### TASK DESCRIPTION:
Tally the lines of these entries that include "roof"; respond with only that tally.

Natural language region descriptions
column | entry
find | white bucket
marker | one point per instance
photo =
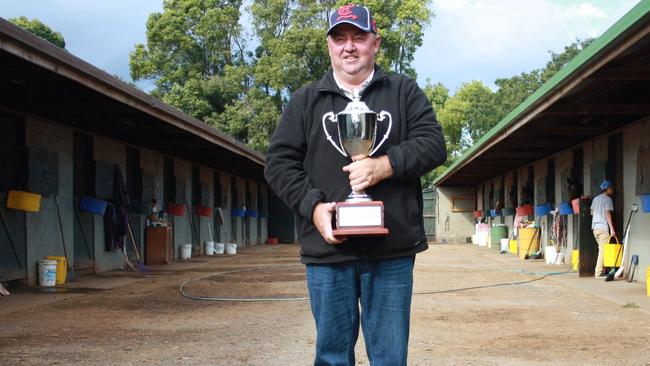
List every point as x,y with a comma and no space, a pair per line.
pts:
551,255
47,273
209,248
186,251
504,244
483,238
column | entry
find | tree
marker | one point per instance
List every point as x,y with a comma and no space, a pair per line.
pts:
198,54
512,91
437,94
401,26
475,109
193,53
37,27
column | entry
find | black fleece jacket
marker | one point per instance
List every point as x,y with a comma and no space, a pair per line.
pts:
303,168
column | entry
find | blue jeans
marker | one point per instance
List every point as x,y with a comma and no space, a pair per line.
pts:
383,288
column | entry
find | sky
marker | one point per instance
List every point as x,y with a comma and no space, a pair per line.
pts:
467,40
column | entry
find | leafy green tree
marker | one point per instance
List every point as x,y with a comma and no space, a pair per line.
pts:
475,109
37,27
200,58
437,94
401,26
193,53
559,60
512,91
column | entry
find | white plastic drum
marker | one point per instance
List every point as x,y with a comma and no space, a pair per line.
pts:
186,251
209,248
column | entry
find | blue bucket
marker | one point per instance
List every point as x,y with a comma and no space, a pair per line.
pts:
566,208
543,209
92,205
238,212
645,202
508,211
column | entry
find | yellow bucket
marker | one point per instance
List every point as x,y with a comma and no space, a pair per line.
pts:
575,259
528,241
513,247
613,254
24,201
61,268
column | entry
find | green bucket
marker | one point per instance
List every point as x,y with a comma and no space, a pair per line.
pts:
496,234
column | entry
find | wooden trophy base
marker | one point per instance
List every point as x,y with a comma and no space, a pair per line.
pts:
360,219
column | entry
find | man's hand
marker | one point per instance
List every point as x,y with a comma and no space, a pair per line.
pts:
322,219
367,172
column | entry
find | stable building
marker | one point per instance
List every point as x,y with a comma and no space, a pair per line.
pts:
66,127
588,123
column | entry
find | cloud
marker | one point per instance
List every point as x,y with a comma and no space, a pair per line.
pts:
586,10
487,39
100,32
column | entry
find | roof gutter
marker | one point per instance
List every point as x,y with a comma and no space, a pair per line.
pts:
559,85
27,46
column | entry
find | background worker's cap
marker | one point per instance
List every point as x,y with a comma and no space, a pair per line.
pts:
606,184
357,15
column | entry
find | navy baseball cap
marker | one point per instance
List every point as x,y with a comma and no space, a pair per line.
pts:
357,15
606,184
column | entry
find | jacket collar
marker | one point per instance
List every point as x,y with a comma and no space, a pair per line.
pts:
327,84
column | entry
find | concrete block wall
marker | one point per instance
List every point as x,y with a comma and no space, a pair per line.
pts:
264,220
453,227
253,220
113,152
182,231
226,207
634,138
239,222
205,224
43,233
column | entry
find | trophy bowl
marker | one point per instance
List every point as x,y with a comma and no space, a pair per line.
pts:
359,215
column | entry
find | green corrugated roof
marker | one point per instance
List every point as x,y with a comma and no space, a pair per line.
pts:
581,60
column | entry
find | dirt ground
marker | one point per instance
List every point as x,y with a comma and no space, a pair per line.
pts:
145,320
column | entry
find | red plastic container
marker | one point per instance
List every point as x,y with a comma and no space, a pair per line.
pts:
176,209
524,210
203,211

==

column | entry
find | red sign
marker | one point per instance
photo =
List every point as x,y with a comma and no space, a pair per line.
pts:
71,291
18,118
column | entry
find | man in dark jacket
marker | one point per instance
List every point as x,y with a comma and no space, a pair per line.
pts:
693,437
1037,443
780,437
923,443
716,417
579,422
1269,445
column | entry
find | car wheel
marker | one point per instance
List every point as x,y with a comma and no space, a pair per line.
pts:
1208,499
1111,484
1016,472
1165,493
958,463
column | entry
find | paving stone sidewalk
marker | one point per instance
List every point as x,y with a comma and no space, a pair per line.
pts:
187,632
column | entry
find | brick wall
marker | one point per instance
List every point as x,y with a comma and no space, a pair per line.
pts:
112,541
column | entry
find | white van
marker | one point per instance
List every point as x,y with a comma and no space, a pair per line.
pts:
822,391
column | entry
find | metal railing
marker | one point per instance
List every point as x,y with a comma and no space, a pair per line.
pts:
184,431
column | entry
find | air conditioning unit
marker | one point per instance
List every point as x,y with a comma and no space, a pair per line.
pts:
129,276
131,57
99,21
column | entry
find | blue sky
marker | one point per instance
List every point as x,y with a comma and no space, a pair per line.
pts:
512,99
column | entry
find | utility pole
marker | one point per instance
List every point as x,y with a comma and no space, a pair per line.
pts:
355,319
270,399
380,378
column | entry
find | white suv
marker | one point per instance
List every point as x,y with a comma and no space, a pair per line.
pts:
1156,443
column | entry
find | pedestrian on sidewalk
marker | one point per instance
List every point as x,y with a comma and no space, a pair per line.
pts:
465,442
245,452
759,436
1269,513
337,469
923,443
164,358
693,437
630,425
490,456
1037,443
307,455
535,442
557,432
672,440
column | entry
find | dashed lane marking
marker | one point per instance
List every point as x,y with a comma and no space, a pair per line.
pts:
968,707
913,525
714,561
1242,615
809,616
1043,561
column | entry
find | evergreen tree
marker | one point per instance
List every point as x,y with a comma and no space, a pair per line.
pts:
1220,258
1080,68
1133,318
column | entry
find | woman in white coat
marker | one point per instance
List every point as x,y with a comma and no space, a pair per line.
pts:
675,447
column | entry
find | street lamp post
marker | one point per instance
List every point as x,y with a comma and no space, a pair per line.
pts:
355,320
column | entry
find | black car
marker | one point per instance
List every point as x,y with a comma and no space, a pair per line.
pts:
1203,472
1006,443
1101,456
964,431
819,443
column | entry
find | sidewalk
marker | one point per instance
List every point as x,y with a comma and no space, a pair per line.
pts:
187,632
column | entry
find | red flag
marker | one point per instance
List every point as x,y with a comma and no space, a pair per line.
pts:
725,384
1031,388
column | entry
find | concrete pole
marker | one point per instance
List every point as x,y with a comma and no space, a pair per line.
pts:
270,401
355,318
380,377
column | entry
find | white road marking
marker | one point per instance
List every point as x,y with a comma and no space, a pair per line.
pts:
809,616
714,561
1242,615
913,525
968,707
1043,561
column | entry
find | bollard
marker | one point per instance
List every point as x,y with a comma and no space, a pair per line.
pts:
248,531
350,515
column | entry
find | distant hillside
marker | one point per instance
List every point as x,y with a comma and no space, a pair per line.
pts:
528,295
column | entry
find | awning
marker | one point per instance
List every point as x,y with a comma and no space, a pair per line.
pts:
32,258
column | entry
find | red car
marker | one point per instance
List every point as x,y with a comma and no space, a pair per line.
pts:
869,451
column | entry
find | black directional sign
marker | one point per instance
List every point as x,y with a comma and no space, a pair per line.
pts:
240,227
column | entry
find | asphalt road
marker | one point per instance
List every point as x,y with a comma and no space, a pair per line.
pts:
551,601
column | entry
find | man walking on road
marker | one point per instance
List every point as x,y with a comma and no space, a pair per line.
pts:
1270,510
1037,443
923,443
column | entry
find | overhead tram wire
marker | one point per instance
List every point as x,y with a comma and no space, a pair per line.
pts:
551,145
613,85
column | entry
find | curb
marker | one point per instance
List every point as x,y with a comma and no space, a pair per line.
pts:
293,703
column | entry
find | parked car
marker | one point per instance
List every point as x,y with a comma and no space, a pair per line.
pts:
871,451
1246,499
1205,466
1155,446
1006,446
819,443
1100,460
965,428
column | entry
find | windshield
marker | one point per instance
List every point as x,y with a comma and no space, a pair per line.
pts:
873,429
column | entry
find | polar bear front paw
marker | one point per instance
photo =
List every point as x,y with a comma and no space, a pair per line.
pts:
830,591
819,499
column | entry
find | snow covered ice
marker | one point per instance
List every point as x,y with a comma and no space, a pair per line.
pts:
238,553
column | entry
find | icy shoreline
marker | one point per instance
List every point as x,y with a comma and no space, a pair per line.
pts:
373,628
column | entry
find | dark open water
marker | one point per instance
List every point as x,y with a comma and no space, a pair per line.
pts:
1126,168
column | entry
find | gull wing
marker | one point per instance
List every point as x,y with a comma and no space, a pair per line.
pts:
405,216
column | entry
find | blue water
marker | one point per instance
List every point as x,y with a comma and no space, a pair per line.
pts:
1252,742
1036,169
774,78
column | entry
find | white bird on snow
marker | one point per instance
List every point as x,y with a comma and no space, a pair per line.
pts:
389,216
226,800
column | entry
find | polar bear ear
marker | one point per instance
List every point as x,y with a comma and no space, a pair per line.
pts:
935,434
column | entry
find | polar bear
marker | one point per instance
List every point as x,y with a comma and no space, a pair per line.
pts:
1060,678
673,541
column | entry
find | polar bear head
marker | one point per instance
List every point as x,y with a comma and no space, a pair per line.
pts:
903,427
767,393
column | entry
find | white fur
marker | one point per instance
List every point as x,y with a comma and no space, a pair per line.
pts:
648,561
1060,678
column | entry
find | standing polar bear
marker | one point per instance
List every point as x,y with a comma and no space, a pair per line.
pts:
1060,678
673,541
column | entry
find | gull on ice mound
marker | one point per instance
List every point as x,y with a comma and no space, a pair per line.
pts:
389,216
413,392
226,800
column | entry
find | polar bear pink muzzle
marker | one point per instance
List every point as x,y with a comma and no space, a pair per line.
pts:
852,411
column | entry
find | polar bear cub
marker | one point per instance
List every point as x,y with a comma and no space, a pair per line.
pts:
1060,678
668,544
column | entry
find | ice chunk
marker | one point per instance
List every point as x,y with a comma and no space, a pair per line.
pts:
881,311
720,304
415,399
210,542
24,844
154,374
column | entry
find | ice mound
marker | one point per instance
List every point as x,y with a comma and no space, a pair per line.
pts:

--

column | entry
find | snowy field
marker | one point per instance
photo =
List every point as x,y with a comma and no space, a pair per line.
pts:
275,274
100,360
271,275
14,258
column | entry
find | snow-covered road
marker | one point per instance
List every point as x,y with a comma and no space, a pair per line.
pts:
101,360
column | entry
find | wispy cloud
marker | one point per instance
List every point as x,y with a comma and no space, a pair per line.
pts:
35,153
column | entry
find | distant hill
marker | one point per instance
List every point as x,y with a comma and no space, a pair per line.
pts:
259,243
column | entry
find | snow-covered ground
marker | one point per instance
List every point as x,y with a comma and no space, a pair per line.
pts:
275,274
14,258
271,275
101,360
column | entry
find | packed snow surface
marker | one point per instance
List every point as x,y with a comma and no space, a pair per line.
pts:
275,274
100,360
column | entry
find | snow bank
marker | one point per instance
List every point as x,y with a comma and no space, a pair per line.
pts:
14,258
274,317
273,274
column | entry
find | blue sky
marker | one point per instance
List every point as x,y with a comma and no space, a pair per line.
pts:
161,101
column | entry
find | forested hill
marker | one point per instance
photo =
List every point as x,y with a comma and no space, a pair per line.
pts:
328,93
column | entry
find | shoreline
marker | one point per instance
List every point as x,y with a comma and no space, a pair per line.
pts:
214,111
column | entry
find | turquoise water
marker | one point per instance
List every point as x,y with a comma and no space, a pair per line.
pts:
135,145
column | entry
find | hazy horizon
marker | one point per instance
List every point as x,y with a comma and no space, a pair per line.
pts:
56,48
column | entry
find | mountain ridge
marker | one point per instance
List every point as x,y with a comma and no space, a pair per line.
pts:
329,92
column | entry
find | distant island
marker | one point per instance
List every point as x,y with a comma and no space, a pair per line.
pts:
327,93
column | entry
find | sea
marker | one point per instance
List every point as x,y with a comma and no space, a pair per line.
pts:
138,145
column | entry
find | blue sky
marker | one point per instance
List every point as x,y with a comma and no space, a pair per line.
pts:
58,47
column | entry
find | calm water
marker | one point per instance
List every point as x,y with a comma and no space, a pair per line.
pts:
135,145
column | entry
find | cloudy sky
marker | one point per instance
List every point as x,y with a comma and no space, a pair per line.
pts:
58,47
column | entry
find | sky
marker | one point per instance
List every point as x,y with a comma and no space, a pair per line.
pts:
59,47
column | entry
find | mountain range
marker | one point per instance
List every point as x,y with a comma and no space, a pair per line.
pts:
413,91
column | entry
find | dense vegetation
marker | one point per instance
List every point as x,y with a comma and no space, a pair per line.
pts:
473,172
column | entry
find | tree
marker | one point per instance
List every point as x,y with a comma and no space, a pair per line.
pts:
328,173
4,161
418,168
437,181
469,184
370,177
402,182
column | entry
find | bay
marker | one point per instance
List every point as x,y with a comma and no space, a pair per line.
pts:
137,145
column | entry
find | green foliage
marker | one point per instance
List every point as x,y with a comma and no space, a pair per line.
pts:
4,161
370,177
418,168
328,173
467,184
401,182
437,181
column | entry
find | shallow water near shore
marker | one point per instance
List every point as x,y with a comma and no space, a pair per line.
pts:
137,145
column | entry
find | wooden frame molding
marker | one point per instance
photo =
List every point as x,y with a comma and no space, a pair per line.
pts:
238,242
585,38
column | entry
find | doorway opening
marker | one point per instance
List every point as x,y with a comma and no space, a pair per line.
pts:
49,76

### RESPONSE TO THIS TASK:
2